EXERCISE DETAILS: Without altering anything, repeat each of the records.

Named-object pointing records
★ ★ ★

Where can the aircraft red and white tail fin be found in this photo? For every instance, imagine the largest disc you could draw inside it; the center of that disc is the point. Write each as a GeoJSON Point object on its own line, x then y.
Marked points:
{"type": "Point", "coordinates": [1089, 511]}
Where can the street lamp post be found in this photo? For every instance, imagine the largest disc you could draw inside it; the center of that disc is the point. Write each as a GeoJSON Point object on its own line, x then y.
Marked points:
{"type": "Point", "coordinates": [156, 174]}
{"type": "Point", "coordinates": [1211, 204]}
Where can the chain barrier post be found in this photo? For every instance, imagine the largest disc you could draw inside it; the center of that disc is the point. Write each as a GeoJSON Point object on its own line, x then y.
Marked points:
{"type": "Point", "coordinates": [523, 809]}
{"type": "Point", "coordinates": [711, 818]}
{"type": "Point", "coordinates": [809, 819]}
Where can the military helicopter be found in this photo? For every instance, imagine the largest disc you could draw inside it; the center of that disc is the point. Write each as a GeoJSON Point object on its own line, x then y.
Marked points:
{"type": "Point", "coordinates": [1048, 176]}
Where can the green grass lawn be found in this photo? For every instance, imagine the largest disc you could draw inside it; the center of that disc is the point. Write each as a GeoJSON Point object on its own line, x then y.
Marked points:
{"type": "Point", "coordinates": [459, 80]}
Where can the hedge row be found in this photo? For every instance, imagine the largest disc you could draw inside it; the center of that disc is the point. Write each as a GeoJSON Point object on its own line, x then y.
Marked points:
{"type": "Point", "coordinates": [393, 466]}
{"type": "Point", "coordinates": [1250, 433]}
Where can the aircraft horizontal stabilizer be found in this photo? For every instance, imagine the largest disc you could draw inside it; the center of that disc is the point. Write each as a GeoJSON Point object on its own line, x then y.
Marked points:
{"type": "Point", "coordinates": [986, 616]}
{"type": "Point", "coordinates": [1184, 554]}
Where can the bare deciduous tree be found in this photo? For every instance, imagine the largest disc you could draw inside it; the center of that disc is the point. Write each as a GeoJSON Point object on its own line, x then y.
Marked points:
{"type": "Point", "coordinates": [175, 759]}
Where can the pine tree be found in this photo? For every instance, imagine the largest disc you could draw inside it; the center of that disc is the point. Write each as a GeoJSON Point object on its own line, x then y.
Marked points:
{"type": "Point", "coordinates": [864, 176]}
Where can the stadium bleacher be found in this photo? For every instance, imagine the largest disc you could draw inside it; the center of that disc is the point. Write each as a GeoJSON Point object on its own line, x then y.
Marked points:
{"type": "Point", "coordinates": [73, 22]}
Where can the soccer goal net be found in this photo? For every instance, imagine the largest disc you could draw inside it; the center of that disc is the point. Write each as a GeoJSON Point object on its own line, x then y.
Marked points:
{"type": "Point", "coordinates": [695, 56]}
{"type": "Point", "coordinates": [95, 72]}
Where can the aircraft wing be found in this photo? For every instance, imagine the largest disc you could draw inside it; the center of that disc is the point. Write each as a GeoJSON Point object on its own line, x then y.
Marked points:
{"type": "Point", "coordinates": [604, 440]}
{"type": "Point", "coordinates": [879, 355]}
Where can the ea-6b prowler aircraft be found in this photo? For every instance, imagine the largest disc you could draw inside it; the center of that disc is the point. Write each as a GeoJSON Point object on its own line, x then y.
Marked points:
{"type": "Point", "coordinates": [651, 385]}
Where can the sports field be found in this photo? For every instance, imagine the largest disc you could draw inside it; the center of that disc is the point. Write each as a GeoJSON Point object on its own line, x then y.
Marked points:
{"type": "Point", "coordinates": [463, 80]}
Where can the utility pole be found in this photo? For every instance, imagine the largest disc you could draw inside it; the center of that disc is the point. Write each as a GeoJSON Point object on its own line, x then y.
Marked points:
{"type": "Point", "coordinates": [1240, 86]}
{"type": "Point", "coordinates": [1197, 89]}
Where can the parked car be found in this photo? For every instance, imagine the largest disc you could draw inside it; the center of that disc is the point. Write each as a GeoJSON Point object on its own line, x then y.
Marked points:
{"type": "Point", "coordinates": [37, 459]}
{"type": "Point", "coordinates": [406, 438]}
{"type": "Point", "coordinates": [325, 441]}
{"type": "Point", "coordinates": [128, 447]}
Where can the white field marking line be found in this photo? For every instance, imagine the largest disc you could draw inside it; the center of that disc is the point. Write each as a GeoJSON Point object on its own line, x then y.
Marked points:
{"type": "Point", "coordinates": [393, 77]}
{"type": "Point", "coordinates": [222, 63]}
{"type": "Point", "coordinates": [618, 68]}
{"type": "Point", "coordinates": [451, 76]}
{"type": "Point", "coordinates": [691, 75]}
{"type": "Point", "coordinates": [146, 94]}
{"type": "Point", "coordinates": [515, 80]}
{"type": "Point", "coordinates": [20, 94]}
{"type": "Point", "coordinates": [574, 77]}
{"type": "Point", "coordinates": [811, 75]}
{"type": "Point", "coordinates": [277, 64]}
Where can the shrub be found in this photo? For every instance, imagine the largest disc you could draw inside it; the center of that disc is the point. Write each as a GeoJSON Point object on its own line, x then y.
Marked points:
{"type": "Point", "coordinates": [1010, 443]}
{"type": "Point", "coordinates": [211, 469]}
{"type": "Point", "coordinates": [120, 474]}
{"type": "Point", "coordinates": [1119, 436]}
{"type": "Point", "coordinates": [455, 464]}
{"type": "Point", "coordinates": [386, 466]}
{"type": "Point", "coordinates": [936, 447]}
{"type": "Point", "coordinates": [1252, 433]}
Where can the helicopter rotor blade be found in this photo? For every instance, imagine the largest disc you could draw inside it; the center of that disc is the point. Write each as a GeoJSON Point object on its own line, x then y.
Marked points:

★ ★ ★

IN RESPONSE:
Where can the aircraft red and white tail fin be found in this photo? For every instance, imagine the largest disc you could draw inside it; the center of that disc is the point. Write each as a GeoJSON Point object on its own line, x then y.
Marked points:
{"type": "Point", "coordinates": [1089, 511]}
Where can the street lamp post be found in this photo? For every instance, imagine the largest disc you could draw inside it; the center of that disc is the point. Write each as a GeoJSON Point object on its own line, x then y.
Marked points:
{"type": "Point", "coordinates": [156, 174]}
{"type": "Point", "coordinates": [1211, 204]}
Where can the chain barrier post be found in this photo? For every instance, imagine the largest disc you could draw inside it; the center of that disc is the point. Write each as a GeoJSON Point object on its own line, x then y.
Marked points:
{"type": "Point", "coordinates": [523, 809]}
{"type": "Point", "coordinates": [711, 818]}
{"type": "Point", "coordinates": [809, 819]}
Where can the military helicopter be found in this photo? For every instance, imagine the largest disc you could draw inside it; the center of that disc is the point. Write each as a GeoJSON Point object on its own line, x then y.
Marked points:
{"type": "Point", "coordinates": [1048, 176]}
Where can the green grass lawn be found in this photo? For every instance, imagine the largest disc you could draw inside it; the center of that disc is the point. Write each as a GeoJSON Point object on its own line, x then y.
Marked points:
{"type": "Point", "coordinates": [459, 80]}
Where can the hedge row be found in this photo? For every instance, imagine the largest disc you could draw inside it; the center of that disc is the point. Write each as a GeoJSON Point object on its own line, x then y.
Marked points:
{"type": "Point", "coordinates": [393, 466]}
{"type": "Point", "coordinates": [1250, 433]}
Where can the aircraft horizontal stabilizer be found in this photo? For every instance, imagine the largest disc you could draw inside it; the center of that disc is the point. Write each as a GeoJSON Point object on its own line, x then y.
Marked points:
{"type": "Point", "coordinates": [986, 616]}
{"type": "Point", "coordinates": [1184, 554]}
Where can the bare deciduous tree be found in this photo? For every instance, imagine the largest disc you could draw inside it; the center of that disc is the point. Write each as a GeoJSON Point object on its own line, x then y.
Marked points:
{"type": "Point", "coordinates": [175, 759]}
Where can the pine tree be found in this photo? For every instance, imagine the largest disc you could draw inside it; the center of that disc is the point. Write each as a GeoJSON Point object on its own line, x then y.
Marked points:
{"type": "Point", "coordinates": [864, 176]}
Where can the stadium bleacher be found in this photo? For every instance, imagine the largest disc you could draw inside it; the center of that disc is the point. Write each as a GeoJSON Point object on its own line, x then y.
Marked points:
{"type": "Point", "coordinates": [73, 22]}
Where can the soccer goal net be found in this photo? For every instance, imagine the largest disc you could draw inside it; the center of that disc is the point. Write each as a GeoJSON Point object on its own line, x then y.
Marked points:
{"type": "Point", "coordinates": [695, 56]}
{"type": "Point", "coordinates": [95, 72]}
Where can the aircraft wing be found in this photo? For every instance, imagine the largest disc you could draw inside it; the center of that disc is the point. Write each as a GeoJSON Point object on its own line, x then y.
Marked points:
{"type": "Point", "coordinates": [604, 440]}
{"type": "Point", "coordinates": [879, 355]}
Where can the ea-6b prowler aircraft be found in this photo? For every instance, imagine the largest disc you could draw inside it; the center of that disc is the point. Write each as a GeoJSON Point object on its own line, x then y.
Marked points:
{"type": "Point", "coordinates": [651, 385]}
Where can the sports field be found in this photo? For every instance, imagine the largest disc you could draw inside it; the center of that disc is the point. Write each as a GeoJSON Point object on its own line, x then y.
Marked points:
{"type": "Point", "coordinates": [463, 80]}
Where can the utility pole be found in this photo? For every instance, imagine the largest disc you could draw inside it; the center of that disc is the point. Write each as a GeoJSON Point object on its own line, x then y.
Marked points:
{"type": "Point", "coordinates": [1240, 86]}
{"type": "Point", "coordinates": [1197, 89]}
Where can the parked car be found in this photo? For every instance, imagine the largest disc you could draw inside it; the center of that disc is the point. Write each as a GeoJSON Point object on its own line, x then y.
Marked points:
{"type": "Point", "coordinates": [37, 459]}
{"type": "Point", "coordinates": [406, 438]}
{"type": "Point", "coordinates": [325, 441]}
{"type": "Point", "coordinates": [128, 447]}
Where can the white field marking line be found in this photo? For every instance, imagine the largest disc you could draw inside it; the center of that disc is the point. Write each as a GeoJSON Point object on its own line, x then y.
Marked points:
{"type": "Point", "coordinates": [393, 77]}
{"type": "Point", "coordinates": [222, 63]}
{"type": "Point", "coordinates": [618, 68]}
{"type": "Point", "coordinates": [451, 76]}
{"type": "Point", "coordinates": [691, 75]}
{"type": "Point", "coordinates": [146, 94]}
{"type": "Point", "coordinates": [515, 80]}
{"type": "Point", "coordinates": [20, 94]}
{"type": "Point", "coordinates": [574, 77]}
{"type": "Point", "coordinates": [811, 75]}
{"type": "Point", "coordinates": [277, 64]}
Where can the shrub be found in this photo? For every instance, imagine the largest disc you could draw inside it; the center of that disc is the point. Write each as a GeoJSON Point object on its own line, x then y.
Marked points:
{"type": "Point", "coordinates": [1010, 443]}
{"type": "Point", "coordinates": [211, 469]}
{"type": "Point", "coordinates": [120, 474]}
{"type": "Point", "coordinates": [1119, 436]}
{"type": "Point", "coordinates": [455, 464]}
{"type": "Point", "coordinates": [386, 466]}
{"type": "Point", "coordinates": [936, 447]}
{"type": "Point", "coordinates": [1252, 433]}
Where can the helicopter rotor blade be found in this photo? For every instance, imagine the largest disc you could draw inside it; the center of that disc is the point. Write each as a GeoJSON Point object on its own line, x then y.
Marked points:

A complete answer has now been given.